[Start of Provided passage]
A collaboration between scientists at the Technical University of Vienna
and the Max Planck Institute for Quantum Optics (MPQ) has now done precisely
this. They have produced a series of 2.5-fsec pulses, each consisting of
only a few cycles of a carrier light signal modulated within an amplitude
envelope. In the case of the Vienna-MPQ experiment, however, all the pulses
are identical (a feat not achieved previously) and the phase of the carrier
wave within the envelope is controlled with a time resolution of about 100
attoseconds.
When the intense (100 GW) few-cycle pulse strikes an atom, an electron can
be stripped away quickly, and reabsorbed just as quickly. This violent
excursion results in the emission of a sharp x-ray spike with a duration
even shorter than the pulse that excited the reaction. In fact the x-ray
pulses are about 500 attoseconds long. Moreover, because all the waveforms
of the optical pulse are identical, and controlled, the subsequent electron
motions and x-ray emissions are also highly controlled and reproducible. At
a talk at this week's meeting of the American Association for the
Advancement of Science (AAAS) in Denver, Vienna physicist Ferenc Krausz said
that this sub-femtosecond control of electron currents represented true
attophysics, a new technique for directing and watching atomic processes at
unprecedentedly short time intervals. (See Baltuska et al., Nature, 6
February 2003.)
[End of Provided passage]
Task list:
(1) Decide whether each statement below agrees with the passage on attosecond pulses, and answer yes or no, quoting the words from the passage that settle it.
(a) Each pulse produced was 2.5 fsec long.
(b) The x-ray spike lasts longer than the pulse that excited the reaction.
(c) Ferenc Krausz spoke at the AAAS meeting in Denver.
(2) Using the passage on attosecond pulses, answer the questions below, putting each answer on its own line and marking it with the same letter as its question.
(a) How intense is the few-cycle pulse that strikes the atom?
(b) About how long are the x-ray pulses?
(c) With what time resolution is the phase of the carrier wave controlled?
[Start of Entries]
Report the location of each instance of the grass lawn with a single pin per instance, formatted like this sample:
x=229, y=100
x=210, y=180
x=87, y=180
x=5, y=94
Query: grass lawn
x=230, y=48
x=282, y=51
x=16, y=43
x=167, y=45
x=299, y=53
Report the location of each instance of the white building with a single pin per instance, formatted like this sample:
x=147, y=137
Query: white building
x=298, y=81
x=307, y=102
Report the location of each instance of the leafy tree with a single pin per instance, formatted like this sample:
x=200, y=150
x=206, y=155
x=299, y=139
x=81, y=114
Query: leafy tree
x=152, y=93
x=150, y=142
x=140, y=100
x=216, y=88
[End of Entries]
[Start of Entries]
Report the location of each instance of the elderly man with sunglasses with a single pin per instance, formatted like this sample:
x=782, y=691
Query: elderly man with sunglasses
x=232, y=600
[End of Entries]
Solutions to the problems:
(1)
(a) Yes: "They have produced a series of 2.5-fsec pulses"
(b) No: "a sharp x-ray spike with a duration even shorter than the pulse that excited the reaction"
(c) Yes: "At a talk at this week's meeting of the American Association for the Advancement of Science (AAAS) in Denver, Vienna physicist Ferenc Krausz said"

(2)
(a) 100 GW
(b) About 500 attoseconds
(c) About 100 attoseconds